### Brano estratto

31.
Gian
Galeazzo Sforza sesto duca di Milano [1476-1492]. - Corsi due anni, avvenne una quarta congiura,
essa pur fatale alla libertá. A Pier de' Medici, morto nel 1469, eran succeduti
Lorenzo e Giuliano, figliuoli di lui, nelle ricchezze e nella potenza
indeterminata di lor famiglia. Amendue giovani eleganti, generosi, dilettanti.
promotori di lettere ed arti come l'avo; ma men che lui liberali di quella
potenza pubblica, la quale par sommo bene ai popoli, ed anche piú alle
aristocrazie libere. I Pazzi, stretti di parentele co' Medici, erano stati de'
principali chiamati al convito di potenza da Cosimo; furono ora de' principali
esclusi. Accomunarono gli odii col Salviati vescovo di Firenze, co' Riari
nipoti di papa Sisto IV (Della Rovere, succeduto a Paolo II fin dal 1471), e
dicesi col papa stesso, oltre altri minori. Congiurarono, appuntarono vari
luoghi a pugnalar i Medici, e gridar libertá; e fallite loro altre occasioni,
appuntaron la chiesa, come s'era fatto allo Sforza. Pare impossibile, ma è
certo; avvi una contagiositá dei delitti; e tanto piú, quanto piú eccessivi.

### Compito da svolgere
Riscrivi il brano sulla congiura contro i Medici tra "promotori di lettere" e "quanto piú eccessivi.", estremi inclusi, sostituendo "chiesa" con "cattedrale".

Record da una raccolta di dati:
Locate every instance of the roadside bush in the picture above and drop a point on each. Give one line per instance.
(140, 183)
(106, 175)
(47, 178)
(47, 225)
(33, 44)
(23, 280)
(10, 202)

### Risposta
promotori di lettere ed arti come l'avo; ma men che lui liberali di quella
potenza pubblica, la quale par sommo bene ai popoli, ed anche piú alle
aristocrazie libere. I Pazzi, stretti di parentele co' Medici, erano stati de'
principali chiamati al convito di potenza da Cosimo; furono ora de' principali
esclusi. Accomunarono gli odii col Salviati vescovo di Firenze, co' Riari
nipoti di papa Sisto IV (Della Rovere, succeduto a Paolo II fin dal 1471), e
dicesi col papa stesso, oltre altri minori. Congiurarono, appuntarono vari
luoghi a pugnalar i Medici, e gridar libertá; e fallite loro altre occasioni,
appuntaron la cattedrale, come s'era fatto allo Sforza. Pare impossibile, ma è
certo; avvi una contagiositá dei delitti; e tanto piú, quanto piú eccessivi.